Tasks to complete
1 > Update the ankylosing spondylitis text starting at "Pathophysiology" and ending at "with disease severity.", with "genotype" replaced by "gene variant".
2 > For each statement, answer yes or no on whether the ankylosing spondylitis text agrees with it, and quote the words from the text that decide it: (a) Males are affected more often than females. (b) Peak onset falls between 20 and 30 years of age. (c) Autoantibodies specific for AS have been identified.

Ankylosing spondylitis (AS) is a type of arthritis characterized by long-term inflammation of the joints of the spine typically where the spine joins the pelvis. Occasionally areas affected may include other joints such as the shoulders or hips. Eye and bowel problems may occur as well as back pain. Joint mobility in the affected areas generally worsens over time.

Although the cause of ankylosing spondylitis is unknown, it is believed to involve a combination of genetic and environmental factors. More than 85% of those affected in the UK have a specific human leukocyte antigen known as the HLA-B27 antigen. The underlying mechanism is believed to be autoimmune or autoinflammatory. Diagnosis is typically based on the symptoms with support from medical imaging and blood tests. AS is a type of seronegative spondyloarthropathy, meaning that tests show no presence of rheumatoid factor (RF) antibodies.

There is no known cure for AS. Treatments may include medication, exercise, physical therapy, and in rare cases surgery. Medications used include NSAIDs, steroids, DMARDs such as sulfasalazine, and biologic agents such as TNF inhibitors.

Approximately 0.1% to 0.8% of all humans are affected with onset typically occurring in young adults. Males and females are equally affected; however, women are more likely than men to experience inflammation rather than fusion.

Signs and symptoms

The signs and symptoms of ankylosing spondylitis often appear gradually, with peak onset between 20 and 30 years of age. Initial symptoms are usually a chronic dull pain in the lower back or gluteal region combined with stiffness of the lower back. Individuals often experience pain and stiffness that awakens them in the early morning hours.

As the disease progresses, loss of spinal mobility and chest expansion, with a limitation of anterior flexion, lateral flexion, and extension of the lumbar spine are seen. Systemic features are common with weight loss, fever, or fatigue often present. Pain is often severe at rest but may improve with physical activity. Inflammation and pain may recur to varying degrees regardless of rest and movement.

AS can occur in any part of the spine or the entire spine, often with pain localized to either buttock or the back of the thigh from the sacroiliac joint. Arthritis in the hips and shoulders may also occur. When the condition presents before the age of 18, AS is more likely to cause pain and swelling of large lower limb joints, such as the knees. In prepubescent cases, pain and swelling may also manifest in the ankles and feet where heel pain and enthesopathy commonly develop. Less common occurrences include ectasia of the sacral nerve root sheaths.

About 30% of people with AS will also experience anterior uveitis causing eye pain, redness, and blurred vision. This is thought to be due to the association that both AS and uveitis have with the presence of the HLA-B27 antigen. Cardiovascular involvement may include inflammation of the aorta, aortic valve insufficiency or disturbances of the heart's electrical conduction system. Lung involvement is characterized by progressive fibrosis of the upper portion of the lung.

Pathophysiology

Ankylosing spondylitis (AS) is a systemic rheumatic disease, meaning it affects the entire body. 1–2% of individuals with the HLA-B27 genotype develop the disease.  Tumor necrosis factor-alpha (TNF α) and Interleukin 1 (IL-1) are also implicated in ankylosing spondylitis. Autoantibodies specific for AS have not been identified. Anti-neutrophil cytoplasmic antibodies (ANCAs) are associated with AS, but do not correlate with disease severity.

Entries supplied
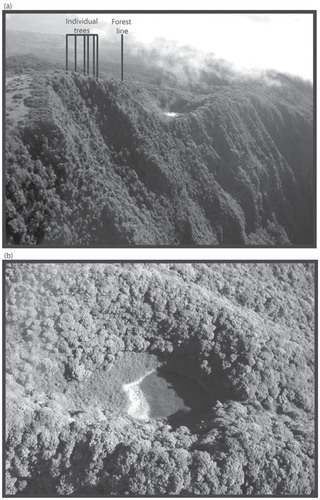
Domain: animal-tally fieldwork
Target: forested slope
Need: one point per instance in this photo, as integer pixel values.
(103, 163)
(75, 332)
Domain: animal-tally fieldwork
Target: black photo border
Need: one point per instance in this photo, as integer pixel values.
(158, 12)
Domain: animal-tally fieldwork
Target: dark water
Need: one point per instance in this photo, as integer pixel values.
(169, 393)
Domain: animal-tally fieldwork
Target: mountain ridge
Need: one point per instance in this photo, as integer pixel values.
(229, 167)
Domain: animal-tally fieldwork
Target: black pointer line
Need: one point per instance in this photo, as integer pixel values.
(122, 58)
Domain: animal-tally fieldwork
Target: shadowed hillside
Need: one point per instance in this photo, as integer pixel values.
(224, 355)
(136, 163)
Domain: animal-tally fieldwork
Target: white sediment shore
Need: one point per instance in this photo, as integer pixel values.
(138, 405)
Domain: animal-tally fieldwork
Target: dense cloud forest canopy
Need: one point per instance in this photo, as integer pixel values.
(157, 160)
(75, 333)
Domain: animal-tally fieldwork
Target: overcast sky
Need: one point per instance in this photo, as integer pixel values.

Answers by item number
1 >
Pathophysiology

Ankylosing spondylitis (AS) is a systemic rheumatic disease, meaning it affects the entire body. 1–2% of individuals with the HLA-B27 gene variant develop the disease.  Tumor necrosis factor-alpha (TNF α) and Interleukin 1 (IL-1) are also implicated in ankylosing spondylitis. Autoantibodies specific for AS have not been identified. Anti-neutrophil cytoplasmic antibodies (ANCAs) are associated with AS, but do not correlate with disease severity.

2 >
(a) No: "Males and females are equally affected"
(b) Yes: "with peak onset between 20 and 30 years of age"
(c) No: "Autoantibodies specific for AS have not been identified."